__HOW TO COMPLETE THIS TASK__
All of the entries need to be set down exactly as they read.

__LISTED RECORDS__
Segment Open

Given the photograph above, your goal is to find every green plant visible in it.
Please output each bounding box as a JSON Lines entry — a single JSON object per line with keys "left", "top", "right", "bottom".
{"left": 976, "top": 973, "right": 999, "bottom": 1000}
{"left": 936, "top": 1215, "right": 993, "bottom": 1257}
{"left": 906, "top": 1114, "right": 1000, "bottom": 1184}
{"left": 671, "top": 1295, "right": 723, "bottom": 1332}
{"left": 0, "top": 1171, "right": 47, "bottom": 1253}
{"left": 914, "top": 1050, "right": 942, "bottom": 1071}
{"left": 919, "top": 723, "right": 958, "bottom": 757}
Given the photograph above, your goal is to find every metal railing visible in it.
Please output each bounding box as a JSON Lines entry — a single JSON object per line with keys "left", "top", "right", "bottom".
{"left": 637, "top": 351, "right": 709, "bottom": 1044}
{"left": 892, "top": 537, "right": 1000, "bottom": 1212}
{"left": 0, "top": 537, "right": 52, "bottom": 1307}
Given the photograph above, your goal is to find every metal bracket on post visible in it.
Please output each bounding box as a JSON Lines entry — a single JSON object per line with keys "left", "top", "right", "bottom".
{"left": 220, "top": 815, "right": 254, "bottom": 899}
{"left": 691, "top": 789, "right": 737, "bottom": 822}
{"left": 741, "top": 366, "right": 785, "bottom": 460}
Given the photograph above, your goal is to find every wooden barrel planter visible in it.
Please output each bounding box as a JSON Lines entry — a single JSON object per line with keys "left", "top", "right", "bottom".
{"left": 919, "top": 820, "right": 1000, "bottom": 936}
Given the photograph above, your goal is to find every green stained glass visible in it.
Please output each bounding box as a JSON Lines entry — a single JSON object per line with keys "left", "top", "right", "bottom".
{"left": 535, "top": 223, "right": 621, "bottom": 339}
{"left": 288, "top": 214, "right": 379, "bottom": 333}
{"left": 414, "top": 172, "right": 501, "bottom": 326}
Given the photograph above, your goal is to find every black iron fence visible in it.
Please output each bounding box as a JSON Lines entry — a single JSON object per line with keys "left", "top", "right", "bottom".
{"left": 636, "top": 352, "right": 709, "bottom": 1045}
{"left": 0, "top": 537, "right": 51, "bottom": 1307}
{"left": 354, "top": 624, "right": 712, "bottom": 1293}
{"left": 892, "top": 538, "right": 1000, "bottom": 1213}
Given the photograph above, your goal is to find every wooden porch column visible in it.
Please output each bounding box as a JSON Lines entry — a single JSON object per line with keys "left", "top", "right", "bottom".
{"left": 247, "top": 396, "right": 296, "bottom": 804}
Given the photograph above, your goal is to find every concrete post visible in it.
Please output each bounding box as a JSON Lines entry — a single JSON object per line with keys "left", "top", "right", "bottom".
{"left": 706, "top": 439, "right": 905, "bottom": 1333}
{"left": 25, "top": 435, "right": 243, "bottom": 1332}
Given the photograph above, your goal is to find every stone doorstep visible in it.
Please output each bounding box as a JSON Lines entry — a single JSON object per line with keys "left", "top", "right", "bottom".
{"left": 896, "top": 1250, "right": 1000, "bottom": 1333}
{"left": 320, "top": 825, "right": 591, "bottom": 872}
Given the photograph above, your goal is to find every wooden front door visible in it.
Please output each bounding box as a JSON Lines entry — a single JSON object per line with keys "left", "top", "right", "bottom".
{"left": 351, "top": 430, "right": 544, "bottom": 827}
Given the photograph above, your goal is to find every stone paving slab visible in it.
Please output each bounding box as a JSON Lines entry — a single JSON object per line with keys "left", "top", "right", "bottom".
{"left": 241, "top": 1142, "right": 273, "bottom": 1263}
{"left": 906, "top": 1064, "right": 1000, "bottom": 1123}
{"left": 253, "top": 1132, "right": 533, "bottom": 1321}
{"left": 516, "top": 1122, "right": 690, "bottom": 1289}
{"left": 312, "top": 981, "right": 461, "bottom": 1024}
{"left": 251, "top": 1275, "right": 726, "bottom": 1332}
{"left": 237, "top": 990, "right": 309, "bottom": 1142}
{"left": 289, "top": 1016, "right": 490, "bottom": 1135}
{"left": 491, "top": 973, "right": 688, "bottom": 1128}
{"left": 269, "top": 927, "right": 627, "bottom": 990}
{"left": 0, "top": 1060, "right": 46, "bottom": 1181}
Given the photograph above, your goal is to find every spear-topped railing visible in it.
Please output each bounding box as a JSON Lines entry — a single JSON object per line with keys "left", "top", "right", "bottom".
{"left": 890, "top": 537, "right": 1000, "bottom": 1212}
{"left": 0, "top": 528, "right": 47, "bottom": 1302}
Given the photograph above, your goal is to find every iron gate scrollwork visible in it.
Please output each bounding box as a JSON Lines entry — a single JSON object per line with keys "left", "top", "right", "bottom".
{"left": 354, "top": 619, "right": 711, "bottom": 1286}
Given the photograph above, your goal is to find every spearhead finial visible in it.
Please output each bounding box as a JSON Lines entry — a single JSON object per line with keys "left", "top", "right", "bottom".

Segment Closed

__RESULT__
Given the photograph above, your goal is to find every green plant visible in it.
Please output each bounding box as a JSON Lines entry — a single JSON object per line with keys "left", "top", "right", "bottom".
{"left": 976, "top": 973, "right": 999, "bottom": 1000}
{"left": 936, "top": 1215, "right": 993, "bottom": 1257}
{"left": 906, "top": 1114, "right": 1000, "bottom": 1184}
{"left": 671, "top": 1295, "right": 723, "bottom": 1332}
{"left": 0, "top": 1171, "right": 47, "bottom": 1253}
{"left": 914, "top": 1050, "right": 942, "bottom": 1071}
{"left": 919, "top": 723, "right": 958, "bottom": 757}
Given the photograph above, your goal is to find every metal railing visible in it.
Please output each bounding box as a JSON Lines entry — a single JSON object per line with keys "left", "top", "right", "bottom".
{"left": 637, "top": 351, "right": 709, "bottom": 1044}
{"left": 892, "top": 537, "right": 1000, "bottom": 1212}
{"left": 0, "top": 537, "right": 52, "bottom": 1307}
Given the photograph above, your goal is to find every metal bracket on post visible in it.
Please output each bounding box as a JSON Lines entry — a single JSON object per line with keys "left", "top", "right", "bottom".
{"left": 220, "top": 815, "right": 254, "bottom": 899}
{"left": 691, "top": 789, "right": 737, "bottom": 822}
{"left": 741, "top": 366, "right": 785, "bottom": 460}
Given the photograph above, your goal is to find every wooden barrel planter visible in it.
Please output each bounding box as a JSON Lines entry — a single JSON object per line with keys "left", "top", "right", "bottom".
{"left": 919, "top": 820, "right": 1000, "bottom": 936}
Given the photograph above, your goal is to find every green stained glass visible in it.
Please output each bounding box as a JSON Lines entry — a single JSON object per line with keys "left", "top", "right", "bottom".
{"left": 535, "top": 223, "right": 621, "bottom": 339}
{"left": 288, "top": 214, "right": 379, "bottom": 333}
{"left": 414, "top": 172, "right": 501, "bottom": 326}
Given the photograph above, your goal is to find every black iron fence visible in it.
Please output each bounding box as a JSON Lines entry — a single JSON object per line with keys "left", "top", "right", "bottom".
{"left": 636, "top": 352, "right": 709, "bottom": 1045}
{"left": 0, "top": 537, "right": 51, "bottom": 1307}
{"left": 354, "top": 624, "right": 712, "bottom": 1293}
{"left": 892, "top": 538, "right": 1000, "bottom": 1213}
Given the photograph above, your goal is to find every wooden porch column visible in it.
Please output each bounding box as a JSON Lines entry — a single JSON object per line with keys "left", "top", "right", "bottom".
{"left": 247, "top": 396, "right": 296, "bottom": 804}
Given the photograph above, your goal is to find every concrete post visible in it.
Please output each bounding box as a JSON Lines entry — a single JSON object per line with keys "left", "top", "right", "bottom".
{"left": 706, "top": 439, "right": 905, "bottom": 1333}
{"left": 25, "top": 435, "right": 243, "bottom": 1332}
Given the photograph above, your goal is to find every stone doorstep visible in it.
Please output each bounding box as a JSON Lines entry — a single JSON object per line with keys "left", "top", "right", "bottom".
{"left": 896, "top": 1250, "right": 1000, "bottom": 1333}
{"left": 320, "top": 825, "right": 591, "bottom": 872}
Given the photograph above, your goal is to find every wooden front door visible in it.
Please output each bounding box as a JSON Lines entry — a single JSON object per line with keys "left", "top", "right", "bottom".
{"left": 351, "top": 430, "right": 544, "bottom": 827}
Given the photograph above, your goal is to find every stone paving slab visible in it.
Please output each bounding box as a JSON Lines entry — a single JSON object per line with keys "left", "top", "right", "bottom".
{"left": 241, "top": 1142, "right": 273, "bottom": 1263}
{"left": 906, "top": 1064, "right": 1000, "bottom": 1123}
{"left": 253, "top": 1132, "right": 533, "bottom": 1321}
{"left": 516, "top": 1122, "right": 690, "bottom": 1289}
{"left": 312, "top": 981, "right": 461, "bottom": 1024}
{"left": 251, "top": 1275, "right": 726, "bottom": 1332}
{"left": 237, "top": 990, "right": 309, "bottom": 1142}
{"left": 289, "top": 1016, "right": 490, "bottom": 1135}
{"left": 491, "top": 973, "right": 688, "bottom": 1128}
{"left": 269, "top": 927, "right": 627, "bottom": 990}
{"left": 0, "top": 1060, "right": 46, "bottom": 1181}
Given the photograph above, your goal is to find every spear-topped railing visible in it.
Please output each bounding box as a JSON Lines entry — a single JSON object per line with keys "left", "top", "right", "bottom".
{"left": 890, "top": 537, "right": 1000, "bottom": 1212}
{"left": 0, "top": 528, "right": 47, "bottom": 1302}
Given the photograph above, your goal is to find every iron gate scrollwork visible in it.
Please output each bounding box as a JSON Lines entry — a single JSON object per line with keys "left", "top", "right", "bottom".
{"left": 354, "top": 619, "right": 711, "bottom": 1286}
Given the photograph above, your goal is to find every spearhead finial visible in it.
Please output each bounding box as a JSON Lines entry — a single JSON object per line with keys "left", "top", "right", "bottom".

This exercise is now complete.